WHAT THE EXERCISE ASKS:
Reproduce everything in the records below from the line containing "Exercise. Put one point on each instance of the navy" down to the line containing "(1158, 853)" with "Target" swapped for "Object" and nothing else changed. Return only those lines.
***** DATA PROVIDED *****
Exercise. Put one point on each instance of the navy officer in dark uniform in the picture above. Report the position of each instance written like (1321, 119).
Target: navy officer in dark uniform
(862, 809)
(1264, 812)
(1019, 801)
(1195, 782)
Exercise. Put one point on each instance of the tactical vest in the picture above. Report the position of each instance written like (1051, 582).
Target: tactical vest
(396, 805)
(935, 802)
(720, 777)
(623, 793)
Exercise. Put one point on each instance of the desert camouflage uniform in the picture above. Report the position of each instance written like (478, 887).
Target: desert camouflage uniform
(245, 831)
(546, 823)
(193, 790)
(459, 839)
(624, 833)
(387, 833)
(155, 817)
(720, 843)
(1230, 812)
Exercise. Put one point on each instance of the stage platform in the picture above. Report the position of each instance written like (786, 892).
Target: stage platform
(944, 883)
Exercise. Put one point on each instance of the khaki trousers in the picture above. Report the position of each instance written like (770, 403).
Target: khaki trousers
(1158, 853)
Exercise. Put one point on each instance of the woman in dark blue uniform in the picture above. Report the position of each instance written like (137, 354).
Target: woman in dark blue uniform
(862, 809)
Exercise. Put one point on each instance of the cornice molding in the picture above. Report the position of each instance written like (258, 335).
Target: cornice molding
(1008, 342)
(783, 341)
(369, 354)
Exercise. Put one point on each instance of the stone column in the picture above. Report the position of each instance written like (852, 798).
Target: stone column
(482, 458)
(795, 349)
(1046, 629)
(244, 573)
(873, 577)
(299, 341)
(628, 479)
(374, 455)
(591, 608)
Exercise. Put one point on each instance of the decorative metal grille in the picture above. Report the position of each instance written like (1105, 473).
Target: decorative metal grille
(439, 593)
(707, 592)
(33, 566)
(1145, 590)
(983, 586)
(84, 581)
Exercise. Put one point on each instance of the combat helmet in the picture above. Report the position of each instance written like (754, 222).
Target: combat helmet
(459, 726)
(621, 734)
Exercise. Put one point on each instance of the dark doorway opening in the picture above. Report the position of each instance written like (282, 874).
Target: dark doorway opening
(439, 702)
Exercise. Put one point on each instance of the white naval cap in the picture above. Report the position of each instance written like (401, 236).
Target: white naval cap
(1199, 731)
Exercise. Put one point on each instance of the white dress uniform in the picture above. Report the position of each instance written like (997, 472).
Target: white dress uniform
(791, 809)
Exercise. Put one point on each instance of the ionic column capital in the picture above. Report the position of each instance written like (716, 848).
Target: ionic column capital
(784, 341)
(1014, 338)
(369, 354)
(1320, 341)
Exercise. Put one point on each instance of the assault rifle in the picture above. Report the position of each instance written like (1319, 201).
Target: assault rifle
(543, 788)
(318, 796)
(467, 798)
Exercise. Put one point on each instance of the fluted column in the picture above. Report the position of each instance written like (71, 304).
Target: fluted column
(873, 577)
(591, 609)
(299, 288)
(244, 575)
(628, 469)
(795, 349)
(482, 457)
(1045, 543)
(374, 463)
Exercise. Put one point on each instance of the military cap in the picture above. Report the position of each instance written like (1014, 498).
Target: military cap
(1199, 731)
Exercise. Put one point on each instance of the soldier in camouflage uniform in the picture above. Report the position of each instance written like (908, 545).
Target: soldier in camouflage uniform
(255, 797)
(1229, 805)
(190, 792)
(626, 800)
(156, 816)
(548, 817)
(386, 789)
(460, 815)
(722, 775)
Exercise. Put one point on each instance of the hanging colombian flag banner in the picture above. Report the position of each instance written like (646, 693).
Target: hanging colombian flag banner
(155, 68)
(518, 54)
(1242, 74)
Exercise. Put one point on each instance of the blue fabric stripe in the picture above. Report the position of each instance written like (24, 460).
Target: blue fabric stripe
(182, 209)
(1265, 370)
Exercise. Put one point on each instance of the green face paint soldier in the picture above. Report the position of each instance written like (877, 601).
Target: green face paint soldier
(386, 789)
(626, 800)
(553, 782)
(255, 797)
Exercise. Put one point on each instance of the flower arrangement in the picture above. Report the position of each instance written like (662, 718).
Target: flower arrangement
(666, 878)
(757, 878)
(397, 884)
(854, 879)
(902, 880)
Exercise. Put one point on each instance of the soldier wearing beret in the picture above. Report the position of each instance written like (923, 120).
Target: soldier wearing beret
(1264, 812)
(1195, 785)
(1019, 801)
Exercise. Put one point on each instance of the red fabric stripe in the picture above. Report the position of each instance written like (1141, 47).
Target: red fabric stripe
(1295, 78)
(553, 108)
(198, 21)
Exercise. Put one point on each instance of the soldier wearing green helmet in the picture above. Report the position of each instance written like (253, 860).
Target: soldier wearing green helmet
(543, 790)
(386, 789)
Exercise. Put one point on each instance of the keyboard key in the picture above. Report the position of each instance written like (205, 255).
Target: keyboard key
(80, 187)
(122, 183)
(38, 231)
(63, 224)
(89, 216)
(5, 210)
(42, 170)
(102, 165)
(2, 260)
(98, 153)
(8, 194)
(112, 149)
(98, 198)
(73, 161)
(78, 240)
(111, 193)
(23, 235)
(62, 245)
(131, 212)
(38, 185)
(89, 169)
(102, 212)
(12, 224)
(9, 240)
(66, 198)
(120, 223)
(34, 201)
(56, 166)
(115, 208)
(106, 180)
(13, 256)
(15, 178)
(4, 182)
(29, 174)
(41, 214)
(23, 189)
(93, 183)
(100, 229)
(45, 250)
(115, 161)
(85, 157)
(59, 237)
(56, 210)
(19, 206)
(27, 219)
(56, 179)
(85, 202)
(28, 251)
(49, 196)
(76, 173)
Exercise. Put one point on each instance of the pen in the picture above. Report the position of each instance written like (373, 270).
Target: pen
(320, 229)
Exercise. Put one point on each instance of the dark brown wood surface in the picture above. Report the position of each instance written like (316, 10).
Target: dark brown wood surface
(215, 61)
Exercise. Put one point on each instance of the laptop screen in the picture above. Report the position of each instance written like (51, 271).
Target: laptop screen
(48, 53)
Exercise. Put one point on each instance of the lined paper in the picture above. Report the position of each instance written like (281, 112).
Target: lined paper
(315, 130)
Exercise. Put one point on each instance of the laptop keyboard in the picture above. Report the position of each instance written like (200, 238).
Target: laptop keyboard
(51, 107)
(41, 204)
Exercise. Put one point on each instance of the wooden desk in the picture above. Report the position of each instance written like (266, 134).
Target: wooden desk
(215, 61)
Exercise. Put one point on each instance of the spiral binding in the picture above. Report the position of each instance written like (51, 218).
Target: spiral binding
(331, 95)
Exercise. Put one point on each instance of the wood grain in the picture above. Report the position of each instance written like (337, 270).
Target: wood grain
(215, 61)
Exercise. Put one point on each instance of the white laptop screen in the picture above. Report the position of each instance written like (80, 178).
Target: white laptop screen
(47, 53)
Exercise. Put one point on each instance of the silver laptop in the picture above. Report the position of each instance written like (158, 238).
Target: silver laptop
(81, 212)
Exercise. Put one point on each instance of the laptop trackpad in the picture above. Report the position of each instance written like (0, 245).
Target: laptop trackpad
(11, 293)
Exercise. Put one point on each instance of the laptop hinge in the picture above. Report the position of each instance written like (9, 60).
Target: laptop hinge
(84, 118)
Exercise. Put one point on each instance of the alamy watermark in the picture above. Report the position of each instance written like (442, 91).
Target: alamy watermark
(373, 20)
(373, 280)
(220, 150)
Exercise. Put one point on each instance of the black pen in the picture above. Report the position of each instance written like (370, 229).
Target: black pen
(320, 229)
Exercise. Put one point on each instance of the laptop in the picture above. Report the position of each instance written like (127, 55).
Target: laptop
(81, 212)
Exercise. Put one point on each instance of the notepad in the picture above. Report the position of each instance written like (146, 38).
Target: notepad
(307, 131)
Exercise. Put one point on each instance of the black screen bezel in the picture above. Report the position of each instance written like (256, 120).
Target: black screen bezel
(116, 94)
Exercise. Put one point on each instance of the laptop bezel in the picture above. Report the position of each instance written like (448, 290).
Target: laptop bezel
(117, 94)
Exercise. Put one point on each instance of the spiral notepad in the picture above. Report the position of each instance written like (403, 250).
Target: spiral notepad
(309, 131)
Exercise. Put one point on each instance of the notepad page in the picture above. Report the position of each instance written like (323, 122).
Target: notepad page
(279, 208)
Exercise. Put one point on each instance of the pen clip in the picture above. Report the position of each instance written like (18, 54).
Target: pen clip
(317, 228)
*****
***** DATA PROVIDED *****
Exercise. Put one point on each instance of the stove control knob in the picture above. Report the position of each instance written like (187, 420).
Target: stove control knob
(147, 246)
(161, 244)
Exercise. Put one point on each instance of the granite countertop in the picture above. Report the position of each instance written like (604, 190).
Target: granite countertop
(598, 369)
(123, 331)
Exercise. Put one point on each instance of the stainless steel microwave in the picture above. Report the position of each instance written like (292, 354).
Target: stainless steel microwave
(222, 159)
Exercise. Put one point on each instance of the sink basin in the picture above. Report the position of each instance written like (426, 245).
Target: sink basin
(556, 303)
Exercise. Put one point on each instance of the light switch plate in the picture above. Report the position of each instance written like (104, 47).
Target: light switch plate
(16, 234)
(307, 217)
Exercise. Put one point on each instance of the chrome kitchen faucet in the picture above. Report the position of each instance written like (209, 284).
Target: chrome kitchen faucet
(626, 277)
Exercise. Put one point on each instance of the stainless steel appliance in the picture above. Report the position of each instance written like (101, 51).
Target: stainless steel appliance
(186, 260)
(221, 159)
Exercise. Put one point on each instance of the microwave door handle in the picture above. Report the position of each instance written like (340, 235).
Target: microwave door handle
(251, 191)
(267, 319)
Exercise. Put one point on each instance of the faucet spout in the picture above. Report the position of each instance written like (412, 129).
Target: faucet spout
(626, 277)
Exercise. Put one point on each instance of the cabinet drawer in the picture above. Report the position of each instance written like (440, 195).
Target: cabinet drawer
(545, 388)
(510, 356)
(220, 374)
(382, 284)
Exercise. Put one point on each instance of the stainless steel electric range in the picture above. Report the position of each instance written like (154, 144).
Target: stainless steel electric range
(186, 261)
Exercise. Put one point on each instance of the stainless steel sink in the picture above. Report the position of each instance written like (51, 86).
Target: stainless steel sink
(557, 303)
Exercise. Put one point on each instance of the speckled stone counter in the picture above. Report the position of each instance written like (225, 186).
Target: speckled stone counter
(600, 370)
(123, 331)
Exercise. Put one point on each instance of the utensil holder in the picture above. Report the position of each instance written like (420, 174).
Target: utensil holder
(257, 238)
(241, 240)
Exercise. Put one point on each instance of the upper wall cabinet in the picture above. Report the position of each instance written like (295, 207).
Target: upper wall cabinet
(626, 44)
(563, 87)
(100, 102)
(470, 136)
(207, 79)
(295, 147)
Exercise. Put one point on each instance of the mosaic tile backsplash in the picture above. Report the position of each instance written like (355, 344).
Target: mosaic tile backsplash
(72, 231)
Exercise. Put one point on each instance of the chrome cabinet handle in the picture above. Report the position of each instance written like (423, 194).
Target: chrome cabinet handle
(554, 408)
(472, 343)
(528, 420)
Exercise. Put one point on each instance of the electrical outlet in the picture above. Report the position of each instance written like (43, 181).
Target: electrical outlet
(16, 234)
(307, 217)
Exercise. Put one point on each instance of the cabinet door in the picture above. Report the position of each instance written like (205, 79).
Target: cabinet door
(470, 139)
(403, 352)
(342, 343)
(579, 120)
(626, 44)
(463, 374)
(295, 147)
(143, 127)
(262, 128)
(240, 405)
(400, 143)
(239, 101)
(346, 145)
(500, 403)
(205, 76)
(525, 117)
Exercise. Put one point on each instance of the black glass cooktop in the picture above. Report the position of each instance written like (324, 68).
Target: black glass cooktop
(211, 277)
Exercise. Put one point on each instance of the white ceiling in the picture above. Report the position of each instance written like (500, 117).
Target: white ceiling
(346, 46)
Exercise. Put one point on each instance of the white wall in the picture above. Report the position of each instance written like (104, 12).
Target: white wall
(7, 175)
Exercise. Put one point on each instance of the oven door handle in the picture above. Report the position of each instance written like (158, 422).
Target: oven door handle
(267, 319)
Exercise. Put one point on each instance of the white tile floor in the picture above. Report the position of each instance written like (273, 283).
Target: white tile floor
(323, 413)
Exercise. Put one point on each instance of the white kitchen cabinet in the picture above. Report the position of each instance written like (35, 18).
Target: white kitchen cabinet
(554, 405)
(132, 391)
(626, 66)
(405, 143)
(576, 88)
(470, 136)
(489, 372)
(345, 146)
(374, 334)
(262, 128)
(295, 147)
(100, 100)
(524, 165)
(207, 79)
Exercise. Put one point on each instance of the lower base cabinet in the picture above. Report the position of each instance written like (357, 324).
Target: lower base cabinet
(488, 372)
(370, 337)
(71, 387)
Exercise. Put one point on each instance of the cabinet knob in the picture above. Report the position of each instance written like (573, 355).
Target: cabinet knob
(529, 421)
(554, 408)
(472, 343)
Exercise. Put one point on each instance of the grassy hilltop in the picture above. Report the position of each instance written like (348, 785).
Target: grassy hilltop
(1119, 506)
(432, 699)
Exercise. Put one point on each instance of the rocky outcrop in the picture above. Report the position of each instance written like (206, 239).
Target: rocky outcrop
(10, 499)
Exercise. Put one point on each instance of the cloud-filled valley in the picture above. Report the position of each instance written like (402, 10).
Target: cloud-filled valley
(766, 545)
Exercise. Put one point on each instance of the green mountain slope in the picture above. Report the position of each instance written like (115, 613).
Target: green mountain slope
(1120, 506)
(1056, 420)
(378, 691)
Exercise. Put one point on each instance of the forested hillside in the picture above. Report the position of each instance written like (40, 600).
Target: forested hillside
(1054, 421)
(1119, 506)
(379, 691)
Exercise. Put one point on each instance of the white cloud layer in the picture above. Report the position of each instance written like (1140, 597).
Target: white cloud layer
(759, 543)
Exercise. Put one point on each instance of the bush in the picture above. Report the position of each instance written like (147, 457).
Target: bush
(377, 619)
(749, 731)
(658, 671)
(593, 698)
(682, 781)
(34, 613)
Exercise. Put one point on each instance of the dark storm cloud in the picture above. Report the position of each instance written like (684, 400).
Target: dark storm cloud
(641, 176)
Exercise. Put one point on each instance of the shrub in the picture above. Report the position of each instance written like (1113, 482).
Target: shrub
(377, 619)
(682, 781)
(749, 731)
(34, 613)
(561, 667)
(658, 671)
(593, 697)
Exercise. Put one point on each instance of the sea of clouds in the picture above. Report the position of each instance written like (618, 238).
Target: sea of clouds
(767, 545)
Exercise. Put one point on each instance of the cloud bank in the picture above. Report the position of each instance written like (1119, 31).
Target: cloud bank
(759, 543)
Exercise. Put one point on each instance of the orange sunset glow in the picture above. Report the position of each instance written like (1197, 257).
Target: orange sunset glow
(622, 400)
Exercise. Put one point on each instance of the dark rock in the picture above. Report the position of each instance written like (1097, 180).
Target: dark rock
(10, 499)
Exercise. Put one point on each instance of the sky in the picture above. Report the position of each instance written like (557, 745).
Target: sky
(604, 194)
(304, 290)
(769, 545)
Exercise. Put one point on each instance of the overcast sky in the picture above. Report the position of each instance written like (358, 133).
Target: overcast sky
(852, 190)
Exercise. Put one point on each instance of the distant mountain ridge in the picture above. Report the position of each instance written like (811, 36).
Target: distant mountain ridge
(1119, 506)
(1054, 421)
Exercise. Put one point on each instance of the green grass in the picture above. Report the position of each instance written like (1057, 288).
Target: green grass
*****
***** DATA PROVIDED *****
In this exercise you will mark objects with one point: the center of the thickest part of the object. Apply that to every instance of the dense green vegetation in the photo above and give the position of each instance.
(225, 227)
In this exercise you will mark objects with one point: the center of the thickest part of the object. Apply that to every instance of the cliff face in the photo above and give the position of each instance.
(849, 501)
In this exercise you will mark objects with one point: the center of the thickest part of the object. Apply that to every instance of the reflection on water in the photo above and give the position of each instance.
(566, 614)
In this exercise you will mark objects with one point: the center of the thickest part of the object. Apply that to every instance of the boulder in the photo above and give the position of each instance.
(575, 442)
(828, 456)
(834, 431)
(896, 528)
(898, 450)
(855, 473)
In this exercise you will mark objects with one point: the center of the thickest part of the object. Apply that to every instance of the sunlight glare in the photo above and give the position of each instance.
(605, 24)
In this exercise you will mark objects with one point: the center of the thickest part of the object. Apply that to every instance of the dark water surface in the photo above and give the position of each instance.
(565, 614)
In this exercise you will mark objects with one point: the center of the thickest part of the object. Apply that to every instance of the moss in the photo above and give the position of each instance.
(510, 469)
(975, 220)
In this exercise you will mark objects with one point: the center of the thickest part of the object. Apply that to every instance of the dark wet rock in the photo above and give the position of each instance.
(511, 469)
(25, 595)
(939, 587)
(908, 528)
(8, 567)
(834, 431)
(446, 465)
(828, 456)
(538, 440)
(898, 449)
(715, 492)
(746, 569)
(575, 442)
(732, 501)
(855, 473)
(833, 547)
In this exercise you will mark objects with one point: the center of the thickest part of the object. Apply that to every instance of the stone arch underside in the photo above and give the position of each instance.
*****
WRITTEN RESPONSE:
Exercise. Put one point on each instance of the navy officer in dark uniform in the picture above. Report the position of each instance written like (1321, 119).
Object: navy officer in dark uniform
(862, 809)
(1264, 812)
(1019, 801)
(1195, 782)
Exercise. Put one point on each instance of the tactical vest in the picture above. Report the position of each instance written like (1051, 582).
Object: tactical vest
(396, 805)
(935, 802)
(720, 777)
(623, 793)
Exercise. Put one point on each instance of the desert camouflage uniform in the picture above. Report the position of each instance written like (478, 887).
Object: desert camouflage uniform
(245, 831)
(546, 823)
(193, 790)
(459, 839)
(624, 833)
(387, 833)
(155, 817)
(720, 843)
(1230, 812)
Exercise. Put one point on each instance of the stage platform in the picture above. Report the position of each instance written like (786, 892).
Object: stage platform
(944, 883)
Exercise. Put one point on each instance of the khaki trousers in the picture above. Report the position of each instance written like (770, 403).
Object: khaki trousers
(1158, 853)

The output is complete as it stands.